### EXCERPTED TEXT
On a remote patch of the windy, frozen Beaufort Sea north of Alaska, engineers from NASA’s Jet Propulsion Laboratory in Southern California huddled together, peering down a narrow hole in a thick layer of sea ice. Below them, a cylindrical robot gathered test science data in the frigid ocean, connected by a tether to the tripod that had lowered it through the borehole.
This test gave engineers a chance to operate their prototype robot in the Arctic. It was also a step toward the ultimate vision for their project, called IceNode: a fleet of autonomous robots that would venture beneath Antarctic ice shelves to help scientists calculate how rapidly the frozen continent is losing ice — and how fast that melting could cause global sea levels to rise.
Warming Waters, Treacherous Terrain
If melted completely, Antarctica’s ice sheet would raise global sea levels by an estimated 200 feet (60 meters). Its fate represents one of the greatest uncertainties in projections of sea level rise. Just as warming air temperatures cause melting at the surface, ice also melts when in contact with warm ocean water circulating below. To improve computer models predicting sea level rise, scientists need more accurate melt rates, particularly beneath ice shelves — miles-long slabs of floating ice that extend from land. Although they don’t add to sea level rise directly, ice shelves crucially slow the flow of ice sheets toward the ocean.
A remote camera captured an IceNode prototype deployed below the frozen surface of Lake Superior, off Michigan’s Upper Peninsula, during a field test in 2022. The three thin legs of the robot’s “landing gear” affix the prototype to the icy ceiling.NASA/JPL-Caltech The challenge: The places where scientists want to measure melting are among Earth’s most inaccessible. Specifically, scientists want to target the underwater area known as the “grounding zone,” where floating ice shelves, ocean, and land meet — and to peer deep inside unmapped cavities where ice may be melting the fastest. The treacherous, ever-shifting landscape above is dangerous for humans, and satellites can’t see into these cavities, which are sometimes beneath a mile of ice. IceNode is designed to solve this problem.

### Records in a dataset
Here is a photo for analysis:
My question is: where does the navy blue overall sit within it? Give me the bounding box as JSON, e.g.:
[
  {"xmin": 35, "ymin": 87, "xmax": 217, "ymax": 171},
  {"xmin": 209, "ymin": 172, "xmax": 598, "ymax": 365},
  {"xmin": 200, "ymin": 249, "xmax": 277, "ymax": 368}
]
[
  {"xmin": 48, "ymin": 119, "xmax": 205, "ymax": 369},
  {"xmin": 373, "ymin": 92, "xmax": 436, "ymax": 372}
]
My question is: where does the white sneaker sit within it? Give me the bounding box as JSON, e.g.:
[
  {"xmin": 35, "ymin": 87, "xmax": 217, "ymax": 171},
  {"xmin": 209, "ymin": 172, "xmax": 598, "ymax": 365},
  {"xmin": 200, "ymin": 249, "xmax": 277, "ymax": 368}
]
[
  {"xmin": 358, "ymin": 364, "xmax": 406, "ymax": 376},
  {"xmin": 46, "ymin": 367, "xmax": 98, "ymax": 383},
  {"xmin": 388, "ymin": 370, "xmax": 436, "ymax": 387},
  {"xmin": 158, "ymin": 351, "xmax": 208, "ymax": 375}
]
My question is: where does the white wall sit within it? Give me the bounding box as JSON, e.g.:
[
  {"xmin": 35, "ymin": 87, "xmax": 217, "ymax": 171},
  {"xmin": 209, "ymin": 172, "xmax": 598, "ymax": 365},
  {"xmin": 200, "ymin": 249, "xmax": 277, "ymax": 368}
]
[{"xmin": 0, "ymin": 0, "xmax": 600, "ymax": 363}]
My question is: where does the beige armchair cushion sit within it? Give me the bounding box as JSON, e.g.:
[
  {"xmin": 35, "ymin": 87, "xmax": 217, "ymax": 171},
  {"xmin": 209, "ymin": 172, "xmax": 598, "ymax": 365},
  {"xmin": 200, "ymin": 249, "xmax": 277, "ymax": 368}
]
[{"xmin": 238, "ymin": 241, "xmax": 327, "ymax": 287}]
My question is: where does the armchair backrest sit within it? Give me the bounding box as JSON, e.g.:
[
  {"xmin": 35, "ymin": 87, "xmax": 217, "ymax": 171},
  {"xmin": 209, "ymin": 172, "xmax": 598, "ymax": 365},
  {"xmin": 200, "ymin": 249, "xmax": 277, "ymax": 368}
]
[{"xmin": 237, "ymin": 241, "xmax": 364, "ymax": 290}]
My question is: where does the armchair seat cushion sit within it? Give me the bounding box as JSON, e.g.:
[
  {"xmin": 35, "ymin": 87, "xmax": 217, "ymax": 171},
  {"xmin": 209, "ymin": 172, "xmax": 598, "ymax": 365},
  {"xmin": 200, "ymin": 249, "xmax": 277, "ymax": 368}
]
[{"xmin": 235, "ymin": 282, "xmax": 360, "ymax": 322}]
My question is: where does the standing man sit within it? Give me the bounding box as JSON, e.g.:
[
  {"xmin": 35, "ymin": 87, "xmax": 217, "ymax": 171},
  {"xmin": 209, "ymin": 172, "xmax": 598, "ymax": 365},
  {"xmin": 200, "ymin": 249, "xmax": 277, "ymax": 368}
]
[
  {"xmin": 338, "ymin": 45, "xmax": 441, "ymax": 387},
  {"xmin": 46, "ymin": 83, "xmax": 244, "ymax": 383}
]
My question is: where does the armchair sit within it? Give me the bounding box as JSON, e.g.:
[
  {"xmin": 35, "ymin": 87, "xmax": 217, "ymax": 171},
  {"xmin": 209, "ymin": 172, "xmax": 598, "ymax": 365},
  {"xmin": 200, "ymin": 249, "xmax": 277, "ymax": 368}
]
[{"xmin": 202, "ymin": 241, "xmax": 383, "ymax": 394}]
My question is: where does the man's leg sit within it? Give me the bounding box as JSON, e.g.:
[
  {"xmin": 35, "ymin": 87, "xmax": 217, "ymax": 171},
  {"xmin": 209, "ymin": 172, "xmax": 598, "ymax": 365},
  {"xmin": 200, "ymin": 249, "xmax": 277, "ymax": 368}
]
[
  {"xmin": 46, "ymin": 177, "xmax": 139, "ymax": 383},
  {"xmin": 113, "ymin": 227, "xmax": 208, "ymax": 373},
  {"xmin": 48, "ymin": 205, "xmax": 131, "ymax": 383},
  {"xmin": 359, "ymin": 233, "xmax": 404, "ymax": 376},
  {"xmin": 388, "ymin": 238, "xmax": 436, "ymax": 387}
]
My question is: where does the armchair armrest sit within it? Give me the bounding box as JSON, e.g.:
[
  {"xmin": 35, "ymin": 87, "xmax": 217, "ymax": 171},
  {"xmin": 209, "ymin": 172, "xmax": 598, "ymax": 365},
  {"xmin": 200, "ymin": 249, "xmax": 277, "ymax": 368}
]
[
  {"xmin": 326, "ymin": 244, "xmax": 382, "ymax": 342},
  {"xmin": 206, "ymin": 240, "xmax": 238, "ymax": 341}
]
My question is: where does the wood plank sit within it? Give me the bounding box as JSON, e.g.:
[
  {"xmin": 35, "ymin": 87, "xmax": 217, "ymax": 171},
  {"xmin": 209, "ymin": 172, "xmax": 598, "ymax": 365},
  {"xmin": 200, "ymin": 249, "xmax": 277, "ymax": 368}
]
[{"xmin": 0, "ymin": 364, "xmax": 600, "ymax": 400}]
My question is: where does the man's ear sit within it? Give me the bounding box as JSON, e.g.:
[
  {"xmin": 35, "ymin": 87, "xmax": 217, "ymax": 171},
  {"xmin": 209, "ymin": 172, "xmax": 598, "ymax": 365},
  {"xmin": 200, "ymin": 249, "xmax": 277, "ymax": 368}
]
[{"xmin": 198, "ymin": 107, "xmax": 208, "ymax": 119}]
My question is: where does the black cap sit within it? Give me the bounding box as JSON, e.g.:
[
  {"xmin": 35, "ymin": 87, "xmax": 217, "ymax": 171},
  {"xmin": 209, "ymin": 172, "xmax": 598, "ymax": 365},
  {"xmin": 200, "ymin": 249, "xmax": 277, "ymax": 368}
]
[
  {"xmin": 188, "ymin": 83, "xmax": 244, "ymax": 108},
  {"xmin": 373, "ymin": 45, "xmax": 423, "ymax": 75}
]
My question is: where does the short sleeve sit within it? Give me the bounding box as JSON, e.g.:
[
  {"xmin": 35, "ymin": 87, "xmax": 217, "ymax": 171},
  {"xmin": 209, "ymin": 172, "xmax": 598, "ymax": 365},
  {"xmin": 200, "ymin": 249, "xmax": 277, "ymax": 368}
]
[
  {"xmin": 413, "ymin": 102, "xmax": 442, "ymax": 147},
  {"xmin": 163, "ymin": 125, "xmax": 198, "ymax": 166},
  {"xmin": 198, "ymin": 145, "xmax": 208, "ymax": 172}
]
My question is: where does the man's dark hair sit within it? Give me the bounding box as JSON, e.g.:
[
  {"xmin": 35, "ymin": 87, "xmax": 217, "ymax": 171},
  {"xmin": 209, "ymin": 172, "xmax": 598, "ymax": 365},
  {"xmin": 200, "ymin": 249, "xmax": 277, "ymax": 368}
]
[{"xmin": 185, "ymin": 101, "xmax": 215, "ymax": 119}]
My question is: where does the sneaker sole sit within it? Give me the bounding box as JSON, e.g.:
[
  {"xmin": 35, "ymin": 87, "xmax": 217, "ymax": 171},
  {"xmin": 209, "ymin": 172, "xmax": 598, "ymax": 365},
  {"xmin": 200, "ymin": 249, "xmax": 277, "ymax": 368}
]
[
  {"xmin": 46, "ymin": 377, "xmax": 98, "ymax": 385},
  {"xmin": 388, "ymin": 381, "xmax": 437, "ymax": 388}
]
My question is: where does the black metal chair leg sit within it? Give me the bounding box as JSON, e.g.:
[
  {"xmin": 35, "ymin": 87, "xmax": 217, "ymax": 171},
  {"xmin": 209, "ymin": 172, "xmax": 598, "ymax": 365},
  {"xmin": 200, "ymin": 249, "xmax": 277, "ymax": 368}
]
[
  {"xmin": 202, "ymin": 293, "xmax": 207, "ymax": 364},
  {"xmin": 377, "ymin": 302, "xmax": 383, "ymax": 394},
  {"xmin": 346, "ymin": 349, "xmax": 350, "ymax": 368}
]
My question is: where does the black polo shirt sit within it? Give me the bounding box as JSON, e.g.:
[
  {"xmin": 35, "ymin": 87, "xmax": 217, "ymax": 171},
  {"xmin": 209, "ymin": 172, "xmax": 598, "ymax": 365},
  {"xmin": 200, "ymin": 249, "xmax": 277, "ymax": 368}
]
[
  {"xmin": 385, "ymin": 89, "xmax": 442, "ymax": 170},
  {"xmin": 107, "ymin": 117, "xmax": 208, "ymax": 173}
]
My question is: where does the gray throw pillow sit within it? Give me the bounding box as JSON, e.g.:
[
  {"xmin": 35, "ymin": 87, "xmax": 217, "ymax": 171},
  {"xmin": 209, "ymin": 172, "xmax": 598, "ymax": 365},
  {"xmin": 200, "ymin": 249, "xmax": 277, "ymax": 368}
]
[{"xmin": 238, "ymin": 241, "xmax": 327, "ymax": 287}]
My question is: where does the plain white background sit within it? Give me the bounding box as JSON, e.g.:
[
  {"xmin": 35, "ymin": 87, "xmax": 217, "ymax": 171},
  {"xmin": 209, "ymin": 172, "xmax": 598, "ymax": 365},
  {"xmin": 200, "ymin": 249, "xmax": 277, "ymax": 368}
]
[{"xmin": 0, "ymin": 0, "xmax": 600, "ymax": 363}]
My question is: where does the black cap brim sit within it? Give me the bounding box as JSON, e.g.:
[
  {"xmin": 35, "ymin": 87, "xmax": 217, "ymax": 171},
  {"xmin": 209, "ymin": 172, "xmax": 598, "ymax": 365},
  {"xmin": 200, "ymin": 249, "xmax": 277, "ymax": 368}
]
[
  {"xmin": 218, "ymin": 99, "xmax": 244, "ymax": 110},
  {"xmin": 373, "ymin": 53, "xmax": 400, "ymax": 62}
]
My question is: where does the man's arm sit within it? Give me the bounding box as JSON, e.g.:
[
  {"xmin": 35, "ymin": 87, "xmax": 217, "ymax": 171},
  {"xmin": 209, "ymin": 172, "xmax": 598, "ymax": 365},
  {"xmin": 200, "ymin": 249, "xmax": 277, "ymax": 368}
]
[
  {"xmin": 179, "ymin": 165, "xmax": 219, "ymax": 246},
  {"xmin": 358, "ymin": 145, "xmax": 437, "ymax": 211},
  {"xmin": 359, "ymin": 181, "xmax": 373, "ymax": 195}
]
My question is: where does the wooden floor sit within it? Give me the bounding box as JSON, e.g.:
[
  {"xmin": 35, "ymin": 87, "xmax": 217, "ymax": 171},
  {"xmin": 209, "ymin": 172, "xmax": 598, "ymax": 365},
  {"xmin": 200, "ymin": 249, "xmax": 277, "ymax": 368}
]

### DIRECTIONS
a – Based on the IceNode text, state whether each statement agrees with it. Answer yes or no, and quote the words from the text that decide each one.
(i) A complete melt of Antarctica's ice sheet would raise global sea levels by an estimated 200 feet.
(ii) Ice shelves add directly to sea level rise.
(iii) Satellites can see into the cavities beneath the ice shelves.
b – According to the IceNode text, what is the underwater area called the "grounding zone"?
c – Proceed with the IceNode text, picking up after its last sentence.

### ANSWERS FOR THIS EXERCISE
a –
(i) Yes: "If melted completely, Antarctica’s ice sheet would raise global sea levels by an estimated 200 feet (60 meters)."
(ii) No: "Although they don’t add to sea level rise directly, ice shelves crucially slow the flow of ice sheets toward the ocean."
(iii) No: "satellites can’t see into these cavities, which are sometimes beneath a mile of ice."

b – It is the area where floating ice shelves, ocean, and land meet.

c –
“We’ve been pondering how to surmount these technological and logistical challenges for years, and we think we’ve found a way,” said Ian Fenty, a JPL climate scientist and IceNode’s science lead. “The goal is getting data directly at the ice-ocean melting interface, beneath the ice shelf.”
Floating Fleet
Harnessing their expertise in designing robots for space exploration, IceNode’s engineers are developing vehicles about 8 feet (2.4 meters) long and 10 inches (25 centimeters) in diameter, with three-legged “landing gear” that springs out from one end to attach the robot to the underside of the ice. The robots don’t feature any form of propulsion; instead, they would position themselves autonomously with the help of novel software that uses information from models of ocean currents.
JPL’s IceNode project is designed for one of Earth’s most inaccessible locations: underwater cavities deep beneath Antarctic ice shelves. The goal is getting melt-rate data directly at the ice-ocean interface in areas where ice may be melting the fastest. Credit: NASA/JPL-Caltech Released from a borehole or a vessel in the open ocean, the robots would ride those currents on a long journey beneath an ice shelf. Upon reaching their targets, the robots would each drop their ballast and rise to affix themselves to the bottom of the ice. Their sensors would measure how fast warm, salty ocean water is circulating up to melt the ice, and how quickly colder, fresher meltwater is sinking.
The IceNode fleet would operate for up to a year, continuously capturing data, including seasonal fluctuations. Then the robots would detach themselves from the ice, drift back to the open ocean, and transmit their data via satellite.
“These robots are a platform to bring science instruments to the hardest-to-reach locations on Earth,” said Paul Glick, a JPL robotics engineer and IceNode’s principal investigator. “It’s meant to be a safe, comparatively low-cost solution to a difficult problem.”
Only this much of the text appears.